• TASK OBJECTIVE: Which of the lines below contain the string "stone"? Return each such line in full, treating uppercase and lowercase as different.

___ DATA LISTING ___

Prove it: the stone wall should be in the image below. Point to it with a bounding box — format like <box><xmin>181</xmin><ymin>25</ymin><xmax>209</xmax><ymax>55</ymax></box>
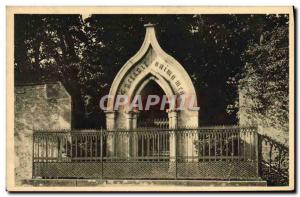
<box><xmin>14</xmin><ymin>83</ymin><xmax>71</xmax><ymax>183</ymax></box>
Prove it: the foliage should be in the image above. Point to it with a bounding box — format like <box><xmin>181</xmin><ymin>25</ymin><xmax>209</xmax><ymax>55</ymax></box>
<box><xmin>240</xmin><ymin>24</ymin><xmax>289</xmax><ymax>141</ymax></box>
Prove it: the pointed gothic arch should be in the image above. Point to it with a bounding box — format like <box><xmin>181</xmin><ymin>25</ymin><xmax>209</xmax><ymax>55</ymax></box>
<box><xmin>106</xmin><ymin>24</ymin><xmax>198</xmax><ymax>129</ymax></box>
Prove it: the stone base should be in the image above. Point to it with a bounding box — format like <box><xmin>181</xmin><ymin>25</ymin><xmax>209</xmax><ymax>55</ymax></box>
<box><xmin>22</xmin><ymin>179</ymin><xmax>267</xmax><ymax>187</ymax></box>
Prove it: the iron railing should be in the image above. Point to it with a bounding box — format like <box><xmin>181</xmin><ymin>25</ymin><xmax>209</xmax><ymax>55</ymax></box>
<box><xmin>258</xmin><ymin>135</ymin><xmax>289</xmax><ymax>186</ymax></box>
<box><xmin>33</xmin><ymin>127</ymin><xmax>258</xmax><ymax>179</ymax></box>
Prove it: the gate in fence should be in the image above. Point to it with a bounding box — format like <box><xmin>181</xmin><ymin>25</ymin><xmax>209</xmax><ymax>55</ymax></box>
<box><xmin>33</xmin><ymin>127</ymin><xmax>258</xmax><ymax>179</ymax></box>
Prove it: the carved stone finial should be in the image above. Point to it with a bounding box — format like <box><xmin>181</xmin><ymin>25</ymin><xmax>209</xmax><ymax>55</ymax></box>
<box><xmin>144</xmin><ymin>22</ymin><xmax>155</xmax><ymax>28</ymax></box>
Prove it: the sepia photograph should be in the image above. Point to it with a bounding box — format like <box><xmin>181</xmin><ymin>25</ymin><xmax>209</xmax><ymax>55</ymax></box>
<box><xmin>6</xmin><ymin>6</ymin><xmax>295</xmax><ymax>192</ymax></box>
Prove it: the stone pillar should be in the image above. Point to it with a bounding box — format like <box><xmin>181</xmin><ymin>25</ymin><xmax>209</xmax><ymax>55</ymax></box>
<box><xmin>128</xmin><ymin>111</ymin><xmax>139</xmax><ymax>157</ymax></box>
<box><xmin>168</xmin><ymin>110</ymin><xmax>177</xmax><ymax>162</ymax></box>
<box><xmin>176</xmin><ymin>110</ymin><xmax>198</xmax><ymax>162</ymax></box>
<box><xmin>105</xmin><ymin>111</ymin><xmax>116</xmax><ymax>156</ymax></box>
<box><xmin>105</xmin><ymin>111</ymin><xmax>116</xmax><ymax>130</ymax></box>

___

• OUTPUT OF THE EXERCISE:
Prove it: the stone wall should be in the image below. Point to it with a bounding box — format like <box><xmin>181</xmin><ymin>25</ymin><xmax>209</xmax><ymax>55</ymax></box>
Prove it: the stone base should be in the image above. Point to it with a bounding box — format like <box><xmin>181</xmin><ymin>25</ymin><xmax>209</xmax><ymax>55</ymax></box>
Prove it: the carved stone finial should be in the image above. Point to it with a bounding box — format like <box><xmin>181</xmin><ymin>25</ymin><xmax>209</xmax><ymax>55</ymax></box>
Prove it: the stone pillar should be in the image above. Point to it with a bounding box — format like <box><xmin>181</xmin><ymin>25</ymin><xmax>209</xmax><ymax>55</ymax></box>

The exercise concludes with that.